• _THE REQUEST_: Reproduce every one of the items below word for word, keeping each line unchanged and in the same order.

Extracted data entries
** start **
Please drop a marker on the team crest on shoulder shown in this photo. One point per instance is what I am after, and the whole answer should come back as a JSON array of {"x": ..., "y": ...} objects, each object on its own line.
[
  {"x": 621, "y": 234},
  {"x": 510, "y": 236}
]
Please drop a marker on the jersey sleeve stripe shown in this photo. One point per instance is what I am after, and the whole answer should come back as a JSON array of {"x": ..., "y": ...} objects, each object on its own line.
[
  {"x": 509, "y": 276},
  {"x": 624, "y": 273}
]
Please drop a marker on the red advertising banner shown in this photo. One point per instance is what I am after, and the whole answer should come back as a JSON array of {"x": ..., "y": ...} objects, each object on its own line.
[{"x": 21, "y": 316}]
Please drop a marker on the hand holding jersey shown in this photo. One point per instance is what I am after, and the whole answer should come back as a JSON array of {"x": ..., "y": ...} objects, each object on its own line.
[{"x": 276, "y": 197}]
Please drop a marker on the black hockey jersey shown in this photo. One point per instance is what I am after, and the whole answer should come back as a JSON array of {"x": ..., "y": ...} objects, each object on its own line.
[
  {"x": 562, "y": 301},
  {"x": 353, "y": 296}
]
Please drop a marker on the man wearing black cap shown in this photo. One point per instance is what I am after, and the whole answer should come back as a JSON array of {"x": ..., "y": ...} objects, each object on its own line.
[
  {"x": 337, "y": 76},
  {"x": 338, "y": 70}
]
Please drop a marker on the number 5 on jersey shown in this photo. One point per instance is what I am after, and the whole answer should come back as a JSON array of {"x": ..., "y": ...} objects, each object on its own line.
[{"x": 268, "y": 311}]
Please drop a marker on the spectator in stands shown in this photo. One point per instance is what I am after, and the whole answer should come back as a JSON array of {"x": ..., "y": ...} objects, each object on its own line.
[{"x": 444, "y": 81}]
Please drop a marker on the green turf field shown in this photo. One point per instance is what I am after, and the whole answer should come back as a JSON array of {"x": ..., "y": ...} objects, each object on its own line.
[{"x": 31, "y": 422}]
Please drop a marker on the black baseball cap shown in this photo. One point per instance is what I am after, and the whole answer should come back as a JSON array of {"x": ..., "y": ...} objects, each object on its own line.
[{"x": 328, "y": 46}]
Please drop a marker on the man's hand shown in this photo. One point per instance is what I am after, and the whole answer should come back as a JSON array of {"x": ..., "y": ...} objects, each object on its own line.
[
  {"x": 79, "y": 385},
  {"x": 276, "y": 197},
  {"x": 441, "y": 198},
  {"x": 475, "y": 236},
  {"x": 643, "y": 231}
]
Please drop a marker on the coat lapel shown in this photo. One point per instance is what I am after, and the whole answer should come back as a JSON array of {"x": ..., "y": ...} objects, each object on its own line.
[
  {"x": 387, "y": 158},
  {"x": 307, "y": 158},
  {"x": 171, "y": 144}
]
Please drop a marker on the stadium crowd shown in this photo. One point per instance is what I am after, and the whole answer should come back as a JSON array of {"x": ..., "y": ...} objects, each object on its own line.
** end **
• _COMPLETED EXERCISE_:
Please drop a marker on the team crest on shoulder shown in this photo. One point per instance is what I am after, and the whole answer should come back as a JSON array of {"x": ..., "y": ...} objects, each object on its own line.
[
  {"x": 621, "y": 234},
  {"x": 510, "y": 236}
]
Please drop a marker on the jersey sleeve stripe shown in this photo. One point per instance is what I am after, and the whole answer should come back as a JSON array of {"x": ..., "y": ...} objects, each object on its own line.
[
  {"x": 509, "y": 276},
  {"x": 624, "y": 273}
]
Please drop a marker on the red advertising banner shown in this photo. One point per instance is what I am after, and the whole answer should come back as a JSON array of {"x": ..., "y": ...} objects, each object on its own line.
[{"x": 21, "y": 316}]
Please drop a marker on the hand holding jersey shown in this photo. One point per instance is what I am after, and the whole answer should come back as a JSON array of {"x": ..., "y": ...} objects, each object on its own line.
[{"x": 276, "y": 197}]
Please drop a marker on the black hockey jersey shown in this photo. One point per instance is what I am after, and the whole answer should come back as a JSON array of {"x": ..., "y": ...} objects, each object on its own line.
[
  {"x": 562, "y": 301},
  {"x": 353, "y": 296}
]
Please drop a marker on the man wearing black cap shown in this photo. One point per instance is what I am after, and the whole answer should come back as a JSON array of {"x": ..., "y": ...} objects, each object on its own line.
[
  {"x": 337, "y": 76},
  {"x": 338, "y": 70}
]
Please drop a marker on the number 5 on jersey shown in this photo. One point per instance is what I am after, and the whole answer should come back as a JSON array of {"x": ..., "y": ...} objects, each object on its own line.
[{"x": 268, "y": 311}]
Please drop a marker on the spectator in stands shown in this photo. One point per instance is what I am after, and the whole answer should come back as a JSON array of {"x": ..., "y": ...} objects, each object on its own line.
[{"x": 444, "y": 81}]
Please drop a marker on the green turf field shown in this photo. One point per instance is what I am after, and the whole answer should come back as a JSON array of {"x": ..., "y": ...} objects, each object on its own line.
[{"x": 31, "y": 422}]
Please drop a marker on the black baseball cap shown in this photo. One point per instance is what I am after, and the whole answer should come back as a JSON array of {"x": ..., "y": ...} objects, each object on its own line.
[{"x": 328, "y": 46}]
Please drop a marker on the man's hand shown in this photo. One point per instance is what I am after, and the whole answer should come back as a JSON array of {"x": ..., "y": ...} objects, each object on its own line.
[
  {"x": 79, "y": 385},
  {"x": 276, "y": 197},
  {"x": 441, "y": 198},
  {"x": 475, "y": 236},
  {"x": 643, "y": 231}
]
Please drop a marker on the coat lapel shown in this photo. One point per instance is what I am after, and the whole answer should come back as a JSON array of {"x": ..., "y": ...} objects, each object on its own line.
[
  {"x": 387, "y": 158},
  {"x": 307, "y": 158},
  {"x": 171, "y": 144}
]
Please drop a marker on the stadium crowd shown in this photo. One point per instance is what I am after, and the whole answer should come back as a JSON array of {"x": ..., "y": ...} objects, each object on its own line.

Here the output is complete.